# WORK REQUIRED
Which lines in the records below hold the word "stone"? Copy each of them.

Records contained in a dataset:
******

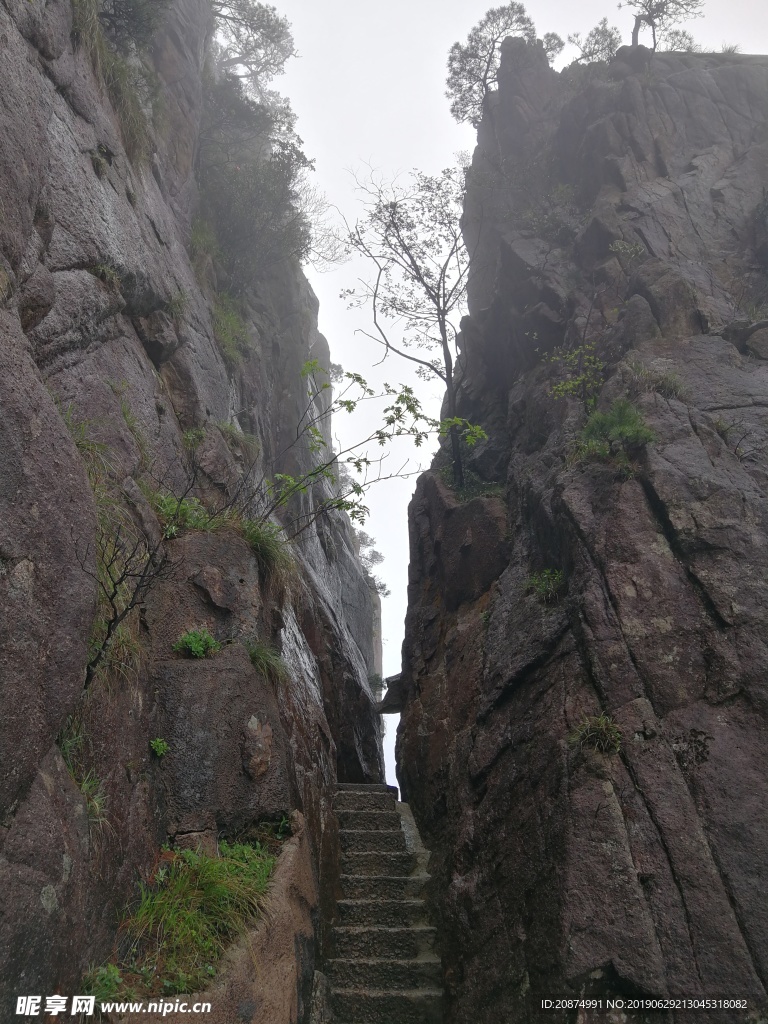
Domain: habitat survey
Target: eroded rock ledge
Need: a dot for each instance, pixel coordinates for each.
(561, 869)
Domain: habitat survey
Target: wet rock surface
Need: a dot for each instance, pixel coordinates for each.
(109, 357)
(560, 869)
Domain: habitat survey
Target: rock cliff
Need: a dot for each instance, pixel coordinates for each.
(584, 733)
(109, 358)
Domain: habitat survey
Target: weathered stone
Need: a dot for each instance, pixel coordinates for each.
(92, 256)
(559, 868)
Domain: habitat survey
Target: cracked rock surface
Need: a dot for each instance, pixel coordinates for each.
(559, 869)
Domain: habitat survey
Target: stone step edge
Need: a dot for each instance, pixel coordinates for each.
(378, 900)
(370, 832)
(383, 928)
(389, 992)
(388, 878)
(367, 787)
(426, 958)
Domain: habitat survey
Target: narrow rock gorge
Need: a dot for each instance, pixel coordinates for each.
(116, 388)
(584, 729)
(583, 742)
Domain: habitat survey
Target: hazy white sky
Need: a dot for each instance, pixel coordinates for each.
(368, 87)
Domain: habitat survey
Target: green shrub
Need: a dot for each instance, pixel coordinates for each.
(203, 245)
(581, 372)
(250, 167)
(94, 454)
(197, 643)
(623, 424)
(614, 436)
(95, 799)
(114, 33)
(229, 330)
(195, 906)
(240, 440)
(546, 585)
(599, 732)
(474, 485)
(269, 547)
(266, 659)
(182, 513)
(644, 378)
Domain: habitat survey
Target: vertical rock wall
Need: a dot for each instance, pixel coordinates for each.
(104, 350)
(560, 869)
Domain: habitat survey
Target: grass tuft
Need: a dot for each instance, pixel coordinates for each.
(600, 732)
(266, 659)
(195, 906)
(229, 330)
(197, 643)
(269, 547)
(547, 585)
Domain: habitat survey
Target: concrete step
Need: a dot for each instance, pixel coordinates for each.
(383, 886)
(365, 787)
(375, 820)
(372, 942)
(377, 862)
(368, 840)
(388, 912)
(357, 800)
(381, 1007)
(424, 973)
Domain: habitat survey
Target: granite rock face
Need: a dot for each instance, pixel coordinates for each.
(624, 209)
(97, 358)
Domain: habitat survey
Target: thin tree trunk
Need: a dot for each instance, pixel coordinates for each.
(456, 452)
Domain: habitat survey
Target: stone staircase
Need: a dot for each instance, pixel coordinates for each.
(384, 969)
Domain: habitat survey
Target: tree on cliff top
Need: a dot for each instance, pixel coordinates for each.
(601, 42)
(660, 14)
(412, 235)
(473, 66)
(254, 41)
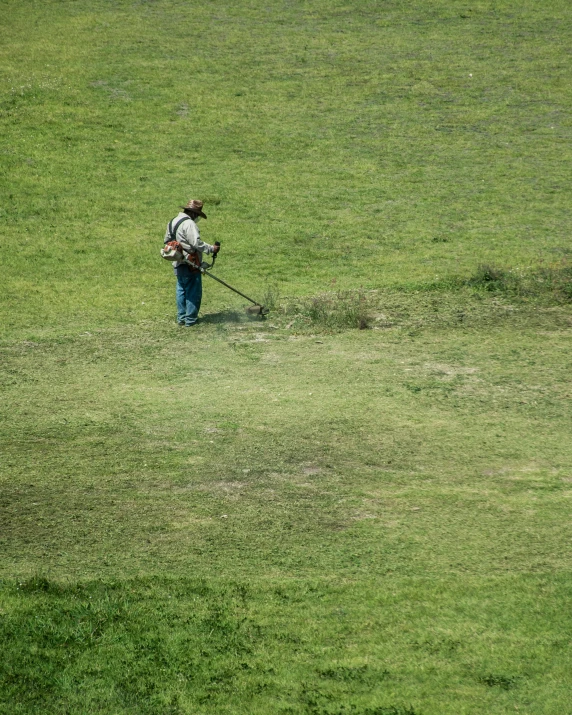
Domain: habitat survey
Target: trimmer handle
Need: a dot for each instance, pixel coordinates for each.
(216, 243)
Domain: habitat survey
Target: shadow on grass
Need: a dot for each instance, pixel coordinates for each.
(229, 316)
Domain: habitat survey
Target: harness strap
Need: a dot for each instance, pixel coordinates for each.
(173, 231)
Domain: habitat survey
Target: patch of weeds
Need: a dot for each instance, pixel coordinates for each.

******

# TASK ANSWER
Target: weathered stone
Target: stone step edge
Target: stone staircase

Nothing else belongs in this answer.